Required task A:
From the hint in the problem statement, explain why S1 equals 3.
Start of Selected passage
[HDU 2196] Computer

Computer

Time Limit: 1000/1000 MS (Java/Others)    Memory Limit: 32768/32768 K (Java/Others)
Total Submission(s): 4073    Accepted Submission(s): 2039

Problem Description

A school bought the first computer some time ago(so this computer's id is 1). During the recent years the school bought N-1 new computers. Each new computer was connected to one of settled earlier. Managers of school are anxious about slow functioning of the net and want to know the maximum distance Si for which i-th computer needs to send signal (i.e. length of cable to the most distant computer). You need to provide this information. 


Hint: the example input is corresponding to this graph. And from the graph, you can see that the computer 4 is farthest one from 1, so S1 = 3. Computer 4 and 5 are the farthest ones from 2, so S2 = 2. Computer 5 is the farthest one from 3, so S3 = 3. we also get S4 = 4, S5 = 4.

 

Input

Input file contains multiple test cases.In each case there is natural number N (N<=10000) in the first line, followed by (N-1) lines with descriptions of computers. i-th line contains two natural numbers - number of computer, to which i-th computer is connected and length of cable used for connection. Total length of cable does not exceed 10^9. Numbers in lines of input are separated by a space.

 

Output

For each case output N lines. i-th line must contain number Si for i-th computer (1<=i<=N).

 

Sample Input

5

1 1

2 1

3 1

1 1

 

Sample Output

3

2

3

4

4

 

树形DP、带注释

#include <iostream>
#include <algorithm>
#include <cstdio>
#include <queue>
#include <cmath>
#include <map>
#include <vector>
#include <iterator>
#include <cstring>
#include <string>
using namespace std;
#define max(a,b) ((a)>(b)?(a):(b))
#define min(a,b) ((a)<(b)?(a):(b))
#define INF 0x7fffffff
#define ll long long
#define N 10010

struct Edge
{
    int to,next,len;
}edge[N<<1];
int head[N],tot;
int n;
int dp[N][3];

//dp[i][0]表示从儿子能走的次大距离
//dp[i][1]表示从儿子能走的最大距离
//dp[i][2]表示从父亲能走的最大距离

template <class T>
inline bool input(T &ret)
{
    char c; int sgn;
    if(c=getchar(),c==EOF) return 0;
    while(c!='-'&&(c<'0'||c>'9')) c=getchar();
    sgn=(c=='-')?-1:1;
    ret=(c=='-')?0:(c-'0');
    while(c=getchar(),c>='0'&&c<='9') ret=ret*10+(c-'0');
    ret*=sgn;
    return 1;
}

inline void out(int x)
{
    if(x>9) out(x/10);
    putchar(x%10+'0');
}

void init()
{
    tot=0;
    memset(head,-1,sizeof(head));
    memset(dp,0,sizeof(dp));
}

void add(int x,int y,int z)
End of Selected passage
Start of Exercise inputs
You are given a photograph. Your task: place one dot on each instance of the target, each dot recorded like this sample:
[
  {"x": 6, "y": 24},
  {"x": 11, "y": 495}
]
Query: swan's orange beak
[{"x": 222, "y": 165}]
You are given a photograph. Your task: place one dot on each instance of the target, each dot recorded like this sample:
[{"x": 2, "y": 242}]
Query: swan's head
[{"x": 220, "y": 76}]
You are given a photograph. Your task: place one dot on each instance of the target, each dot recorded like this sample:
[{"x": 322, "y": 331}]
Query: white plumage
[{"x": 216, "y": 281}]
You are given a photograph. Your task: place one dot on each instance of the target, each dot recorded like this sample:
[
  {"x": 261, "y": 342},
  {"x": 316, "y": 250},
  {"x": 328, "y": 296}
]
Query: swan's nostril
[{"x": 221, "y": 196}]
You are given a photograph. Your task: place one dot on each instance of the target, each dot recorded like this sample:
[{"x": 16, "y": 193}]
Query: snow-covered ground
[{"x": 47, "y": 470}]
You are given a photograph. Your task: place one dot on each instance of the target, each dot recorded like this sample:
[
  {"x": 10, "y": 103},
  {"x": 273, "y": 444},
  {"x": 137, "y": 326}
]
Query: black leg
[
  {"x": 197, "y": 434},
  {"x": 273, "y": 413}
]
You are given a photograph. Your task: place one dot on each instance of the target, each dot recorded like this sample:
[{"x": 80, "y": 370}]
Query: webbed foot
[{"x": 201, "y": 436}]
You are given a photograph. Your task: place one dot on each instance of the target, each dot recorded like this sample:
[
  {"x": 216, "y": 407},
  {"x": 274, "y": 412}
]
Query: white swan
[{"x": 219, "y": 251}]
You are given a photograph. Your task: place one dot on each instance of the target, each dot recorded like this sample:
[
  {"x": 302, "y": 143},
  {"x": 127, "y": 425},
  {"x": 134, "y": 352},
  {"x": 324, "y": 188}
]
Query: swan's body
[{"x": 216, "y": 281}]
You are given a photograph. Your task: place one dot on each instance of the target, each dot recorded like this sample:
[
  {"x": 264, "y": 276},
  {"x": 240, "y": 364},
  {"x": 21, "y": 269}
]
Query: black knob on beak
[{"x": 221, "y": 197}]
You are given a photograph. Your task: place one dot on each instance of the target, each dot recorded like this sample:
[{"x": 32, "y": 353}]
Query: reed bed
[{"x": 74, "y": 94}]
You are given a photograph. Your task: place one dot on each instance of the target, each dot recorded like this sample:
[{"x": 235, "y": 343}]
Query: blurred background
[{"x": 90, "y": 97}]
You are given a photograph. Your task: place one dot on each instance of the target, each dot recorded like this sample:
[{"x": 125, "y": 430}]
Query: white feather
End of Exercise inputs
Required task B:
Select every line of the entries that contains the string "swan". Case counts.

Result A:
The hint says that in the graph for the example input, computer 4 is the farthest computer from computer 1. S1 is the length of cable from computer 1 to its most distant computer, so S1 = 3.

Result B:
Query: swan's orange beak
Query: swan's head
Query: swan's nostril
Query: white swan
Query: swan's body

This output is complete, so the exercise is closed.